Inspired by true events, this delightful book is about a young girl in India who rescues a tiger cub and tries desperately to get it to the relatively safe habitat of the jungle. The story begins in a village outside Mangalore, where the 15 year old protagonist, Isha, has been sent to live with her grandparents for the summer. It is here that she encounters the last surviving cub of a Bengal tiger — an encounter that changes her life. The book is a somewhat modern-day retelling of Kipling’s The Jungle Book, where Mowgli is, of course, a girl — the untamable, nature-loving Isha, who is too “wild” for a classroom. With a love for all things forbidden, she is known as “The Saint of Small Things”, and can singlehandedly climb trees, fight village boys and rescue snakes. Animals are more real to her than the people she knows in her life. 

The book is filled with numerous stories and anecdotes about the forest and its amazing animals. It’s a pleasure reading some of the most vivid, picture-perfect descriptions of the splendid beauty of the rolling coffee hills in Chikmagalur and Coorg as well as Kerala’s crystal coast. The awe-inspiring strength of an elephant is illustrated through the story of an old, eleven-foot tall tusker called Ramachandran who is kept in a temple in Kerala. The elephant has killed several people, other elephants, and even a few cows. The book also throws light on the tenuous relationship between tribal people and the Forest department. But most of all, it draws attention to the alarming reality of how so many of our wild animals — particularly tigers — are fast disappearing from the world.

_Dataset excerpts:_
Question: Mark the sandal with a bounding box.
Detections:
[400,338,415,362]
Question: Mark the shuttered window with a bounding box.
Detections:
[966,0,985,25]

_Exercise A:_
In the book review, rewrite the passage from "The book is filled" up to and including "from the world.", replacing "tusker" with "bull elephant".
_Exercise B:_
According to the book review, what is Isha known as?
_Exercise C:_
List everything the book review says Isha can singlehandedly do.

_Output A:_
The book is filled with numerous stories and anecdotes about the forest and its amazing animals. It’s a pleasure reading some of the most vivid, picture-perfect descriptions of the splendid beauty of the rolling coffee hills in Chikmagalur and Coorg as well as Kerala’s crystal coast. The awe-inspiring strength of an elephant is illustrated through the story of an old, eleven-foot tall bull elephant called Ramachandran who is kept in a temple in Kerala. The elephant has killed several people, other elephants, and even a few cows. The book also throws light on the tenuous relationship between tribal people and the Forest department. But most of all, it draws attention to the alarming reality of how so many of our wild animals — particularly tigers — are fast disappearing from the world.

_Output B:_
She is known as "The Saint of Small Things."

_Output C:_
- Climb trees
- Fight village boys
- Rescue snakes